--- begin EXERCISE MATERIALS ---
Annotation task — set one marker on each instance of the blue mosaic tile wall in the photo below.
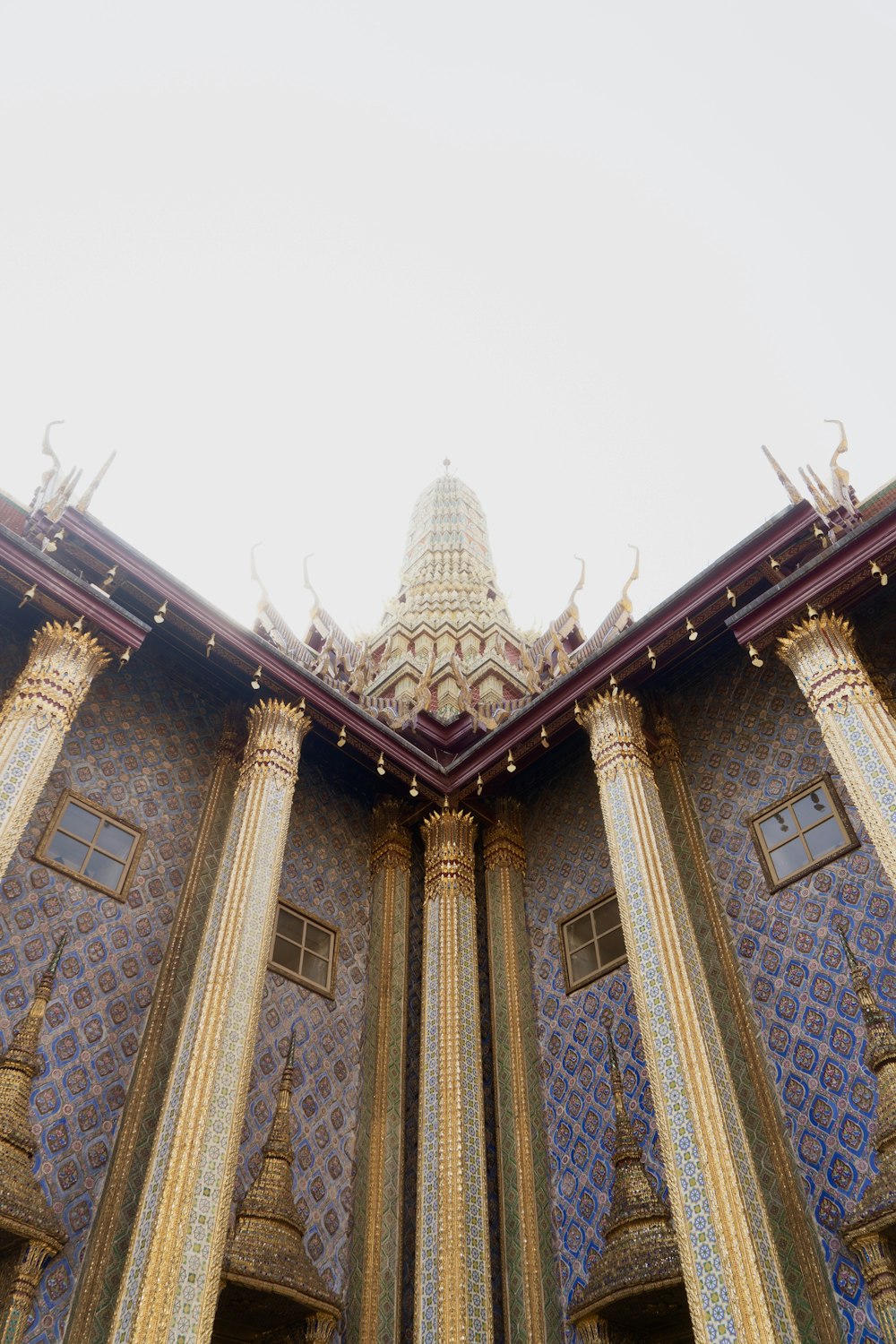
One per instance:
--- end EXERCISE MATERIALS ---
--- begin EXERCISE MATERIALS ---
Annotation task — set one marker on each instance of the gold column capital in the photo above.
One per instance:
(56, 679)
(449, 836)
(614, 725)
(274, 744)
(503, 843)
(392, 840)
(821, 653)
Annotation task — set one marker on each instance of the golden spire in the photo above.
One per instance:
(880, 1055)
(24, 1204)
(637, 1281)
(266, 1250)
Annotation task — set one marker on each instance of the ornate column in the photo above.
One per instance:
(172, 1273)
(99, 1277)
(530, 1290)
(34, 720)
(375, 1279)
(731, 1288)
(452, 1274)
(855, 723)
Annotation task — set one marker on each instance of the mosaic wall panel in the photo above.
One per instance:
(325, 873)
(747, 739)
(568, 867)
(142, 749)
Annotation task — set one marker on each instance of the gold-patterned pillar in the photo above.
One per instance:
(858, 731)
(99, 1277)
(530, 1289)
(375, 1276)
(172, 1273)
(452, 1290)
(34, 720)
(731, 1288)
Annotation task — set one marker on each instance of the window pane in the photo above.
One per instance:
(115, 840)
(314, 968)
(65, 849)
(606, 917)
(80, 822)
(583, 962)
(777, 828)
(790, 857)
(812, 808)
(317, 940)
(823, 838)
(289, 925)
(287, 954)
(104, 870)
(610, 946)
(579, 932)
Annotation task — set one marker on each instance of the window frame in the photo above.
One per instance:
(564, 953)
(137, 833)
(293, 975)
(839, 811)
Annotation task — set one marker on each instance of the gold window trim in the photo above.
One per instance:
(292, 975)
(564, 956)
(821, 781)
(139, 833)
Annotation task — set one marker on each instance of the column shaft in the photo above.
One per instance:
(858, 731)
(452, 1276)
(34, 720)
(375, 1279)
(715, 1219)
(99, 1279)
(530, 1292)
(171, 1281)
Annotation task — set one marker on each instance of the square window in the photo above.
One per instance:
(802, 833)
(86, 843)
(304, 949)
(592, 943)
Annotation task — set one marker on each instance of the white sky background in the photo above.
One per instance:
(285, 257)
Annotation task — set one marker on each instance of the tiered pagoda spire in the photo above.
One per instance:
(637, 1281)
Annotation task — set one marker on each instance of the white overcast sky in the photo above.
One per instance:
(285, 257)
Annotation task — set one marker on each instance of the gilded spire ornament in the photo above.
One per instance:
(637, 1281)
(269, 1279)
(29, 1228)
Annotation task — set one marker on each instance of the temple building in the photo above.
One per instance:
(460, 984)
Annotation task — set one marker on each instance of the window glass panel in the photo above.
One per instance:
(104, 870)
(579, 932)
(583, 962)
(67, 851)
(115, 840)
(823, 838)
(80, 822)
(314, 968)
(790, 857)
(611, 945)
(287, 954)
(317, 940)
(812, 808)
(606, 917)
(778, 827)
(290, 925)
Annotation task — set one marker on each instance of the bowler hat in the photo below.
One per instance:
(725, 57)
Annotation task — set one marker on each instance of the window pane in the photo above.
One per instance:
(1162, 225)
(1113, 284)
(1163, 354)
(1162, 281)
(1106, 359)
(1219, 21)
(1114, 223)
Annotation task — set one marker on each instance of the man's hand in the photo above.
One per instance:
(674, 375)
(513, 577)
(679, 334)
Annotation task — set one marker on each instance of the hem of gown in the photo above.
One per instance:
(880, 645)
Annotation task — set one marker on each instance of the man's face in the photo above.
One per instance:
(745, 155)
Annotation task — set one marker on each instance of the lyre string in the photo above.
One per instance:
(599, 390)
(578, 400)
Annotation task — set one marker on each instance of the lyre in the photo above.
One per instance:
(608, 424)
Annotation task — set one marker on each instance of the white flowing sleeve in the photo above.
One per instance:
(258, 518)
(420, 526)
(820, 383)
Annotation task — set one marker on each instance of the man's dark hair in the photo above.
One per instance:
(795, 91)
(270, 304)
--- end EXERCISE MATERIALS ---
--- begin EXERCISE MATERIALS ---
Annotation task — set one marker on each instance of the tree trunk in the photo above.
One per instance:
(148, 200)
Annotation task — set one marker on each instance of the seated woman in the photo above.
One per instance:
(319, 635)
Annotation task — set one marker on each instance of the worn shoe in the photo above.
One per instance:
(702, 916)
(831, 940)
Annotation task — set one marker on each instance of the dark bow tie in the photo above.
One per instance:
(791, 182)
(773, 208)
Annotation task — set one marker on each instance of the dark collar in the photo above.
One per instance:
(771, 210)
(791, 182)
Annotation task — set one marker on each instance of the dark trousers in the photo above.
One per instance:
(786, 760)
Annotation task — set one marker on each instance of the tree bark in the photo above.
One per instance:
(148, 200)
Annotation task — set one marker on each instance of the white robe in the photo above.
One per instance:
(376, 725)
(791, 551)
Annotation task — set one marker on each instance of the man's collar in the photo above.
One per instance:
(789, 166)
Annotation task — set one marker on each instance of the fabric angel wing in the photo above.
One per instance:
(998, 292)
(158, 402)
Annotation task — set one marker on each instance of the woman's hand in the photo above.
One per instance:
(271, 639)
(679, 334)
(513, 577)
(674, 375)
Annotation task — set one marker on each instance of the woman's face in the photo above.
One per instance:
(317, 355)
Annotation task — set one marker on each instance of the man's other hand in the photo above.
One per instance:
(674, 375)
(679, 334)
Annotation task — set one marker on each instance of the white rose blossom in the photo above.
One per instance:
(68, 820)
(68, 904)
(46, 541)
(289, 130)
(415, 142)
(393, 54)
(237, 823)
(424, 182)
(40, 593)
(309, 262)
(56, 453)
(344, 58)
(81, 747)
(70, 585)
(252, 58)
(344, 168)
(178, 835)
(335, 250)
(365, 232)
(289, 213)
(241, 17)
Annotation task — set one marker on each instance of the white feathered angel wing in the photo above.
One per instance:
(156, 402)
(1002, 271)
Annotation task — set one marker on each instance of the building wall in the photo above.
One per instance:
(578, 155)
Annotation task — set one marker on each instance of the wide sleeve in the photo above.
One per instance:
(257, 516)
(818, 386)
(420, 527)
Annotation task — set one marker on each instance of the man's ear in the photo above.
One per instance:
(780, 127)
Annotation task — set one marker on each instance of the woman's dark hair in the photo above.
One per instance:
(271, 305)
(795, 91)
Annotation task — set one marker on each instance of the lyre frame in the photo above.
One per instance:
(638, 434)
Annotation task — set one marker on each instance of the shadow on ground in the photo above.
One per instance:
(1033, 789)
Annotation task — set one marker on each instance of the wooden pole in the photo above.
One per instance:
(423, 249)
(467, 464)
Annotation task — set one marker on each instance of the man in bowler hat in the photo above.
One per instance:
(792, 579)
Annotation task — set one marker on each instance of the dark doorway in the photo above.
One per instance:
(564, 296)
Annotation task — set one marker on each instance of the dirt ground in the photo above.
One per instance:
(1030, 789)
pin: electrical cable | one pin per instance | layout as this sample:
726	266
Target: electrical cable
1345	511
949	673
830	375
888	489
--- end EXERCISE MATERIALS ---
Select every line in the records above that contains the string "mosaic", and reproduce each such line in full.

Annotation task — set one marker on each instance of the blue mosaic tile wall in the photo below.
Annotation task — set one marker on each instance of the mosaic wall panel in the photo above.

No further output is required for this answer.